» **Work to complete**:
Rewrite every line of the material below, putting "Answer" wherever "Output" appears and changing nothing else.
Material for this exercise start
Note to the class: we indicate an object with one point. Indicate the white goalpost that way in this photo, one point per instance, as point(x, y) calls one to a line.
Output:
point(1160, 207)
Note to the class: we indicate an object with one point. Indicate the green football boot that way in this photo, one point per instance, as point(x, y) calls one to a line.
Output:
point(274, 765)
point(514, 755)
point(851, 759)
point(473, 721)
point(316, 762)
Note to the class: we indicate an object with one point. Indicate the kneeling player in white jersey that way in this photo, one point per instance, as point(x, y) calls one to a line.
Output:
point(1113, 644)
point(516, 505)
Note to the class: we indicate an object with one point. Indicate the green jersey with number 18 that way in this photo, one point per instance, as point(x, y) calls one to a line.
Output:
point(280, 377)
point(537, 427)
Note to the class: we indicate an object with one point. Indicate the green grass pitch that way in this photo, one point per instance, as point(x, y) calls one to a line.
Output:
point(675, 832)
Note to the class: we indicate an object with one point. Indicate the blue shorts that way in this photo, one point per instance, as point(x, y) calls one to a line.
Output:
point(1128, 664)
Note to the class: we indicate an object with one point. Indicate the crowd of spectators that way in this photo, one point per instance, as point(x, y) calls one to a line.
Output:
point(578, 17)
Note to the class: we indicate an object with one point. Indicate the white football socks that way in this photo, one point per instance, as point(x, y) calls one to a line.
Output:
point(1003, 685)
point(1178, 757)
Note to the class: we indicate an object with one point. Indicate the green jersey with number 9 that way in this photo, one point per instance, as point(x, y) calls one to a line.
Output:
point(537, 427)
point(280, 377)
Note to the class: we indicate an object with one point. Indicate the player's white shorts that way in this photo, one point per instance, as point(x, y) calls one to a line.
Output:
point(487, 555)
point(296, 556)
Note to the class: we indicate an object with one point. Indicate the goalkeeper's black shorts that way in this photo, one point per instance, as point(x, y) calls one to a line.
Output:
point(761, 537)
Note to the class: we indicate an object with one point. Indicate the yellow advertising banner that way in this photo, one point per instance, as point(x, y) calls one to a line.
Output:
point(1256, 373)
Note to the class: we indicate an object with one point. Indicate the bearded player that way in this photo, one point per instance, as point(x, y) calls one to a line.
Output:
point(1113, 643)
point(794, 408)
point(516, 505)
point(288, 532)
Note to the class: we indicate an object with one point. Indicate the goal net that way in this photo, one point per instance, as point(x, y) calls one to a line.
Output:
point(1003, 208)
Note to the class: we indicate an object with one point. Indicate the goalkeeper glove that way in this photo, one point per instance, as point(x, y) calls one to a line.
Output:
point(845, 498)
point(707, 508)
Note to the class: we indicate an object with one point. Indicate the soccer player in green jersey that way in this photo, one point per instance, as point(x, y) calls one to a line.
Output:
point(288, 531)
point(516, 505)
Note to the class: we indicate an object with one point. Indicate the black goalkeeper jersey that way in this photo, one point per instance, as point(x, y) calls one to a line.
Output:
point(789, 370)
Material for this exercise end
» **Result for this task**:
Note to the class: we indicate an object with one point. Indicate the white goalpost that way in this photo, one point per instance, as point(x, y) calls one to a line.
Answer:
point(1160, 207)
Note to the class: we indicate an object with one point. Indicate the green football boot that way in this photo, one point per instance, as point(x, y) calls one to a line.
Answer:
point(274, 765)
point(514, 755)
point(851, 759)
point(473, 721)
point(316, 762)
Note to the class: we indicate an object with one point. Indicate the kneeling player in white jersey that way in this photo, one point per instance, as point(x, y) calls one to a line.
Answer:
point(1113, 644)
point(516, 505)
Note to the class: we indicate an object with one point. Indicate the green jersey with number 18 that way in this photo, one point per instance, as point(x, y) calls one to a line.
Answer:
point(280, 377)
point(537, 427)
Note to the class: we indicate an object with one point. Indicate the green grass pitch that way in this photo, one point per instance, as point(x, y) calls one to a line.
Answer:
point(675, 832)
Note to the class: we indicate an object with one point. Indicate the blue shorts that way in this photo, one point per instance, as point(x, y) calls one to a line.
Answer:
point(1128, 664)
Note to the class: we indicate an object with one point. Indicate the crowd of spectators that way in this photo, one point per instance, as point(x, y) calls one to a line.
Answer:
point(578, 17)
Note to the class: we indicate an object with one point. Indicate the white football socks that way in this photo, one point per instance, as point(x, y) calls one to a line.
Answer:
point(1003, 685)
point(1178, 757)
Note to the class: we indicate an object with one point. Indicate the green jersey with number 9 that way in this photo, one point per instance, as point(x, y) calls one to a line.
Answer:
point(537, 427)
point(280, 377)
Note to the class: we indicate an object with one point. Indicate the player's white shorts that way in this photo, one point per instance, as point(x, y) calls one to a line.
Answer:
point(487, 555)
point(296, 556)
Note to the class: we indicate an object with one point. Indicate the goalkeeper's black shorts that way in this photo, one point per instance, as point(x, y) calls one to a line.
Answer:
point(761, 537)
Note to the class: we indicate an object with one point. Indicate the yellow advertising banner that way in this photo, one point per instance, as point(x, y) calls one to a line.
Answer:
point(1256, 373)
Note to the class: we indicate an object with one point. Indicate the bearded player that way in this photo, one point per instance, as point(x, y) calls one to a line.
Answer:
point(1113, 643)
point(794, 408)
point(516, 505)
point(288, 532)
Note to the class: we indicate an object with one point. Indicate the goal net that way in this photo, one point per instance, as point(x, y) calls one to a line.
Answer:
point(1003, 208)
Note to the class: we indicate an object with one point. Indicate the goalkeeper glove that way in this photo, one point per instance, as point(x, y) calls one to a line.
Answer:
point(845, 498)
point(707, 508)
Note to the class: we indicate an object with one point. Indicate the soccer player in green jersey that way in this photo, one point per instance, as point(x, y) calls one to a line.
Answer:
point(288, 531)
point(516, 505)
Note to the class: we indicate an object with one point. Indicate the black goalkeeper jersey that way in this photo, one point per instance, as point(x, y) calls one to a line.
Answer:
point(789, 370)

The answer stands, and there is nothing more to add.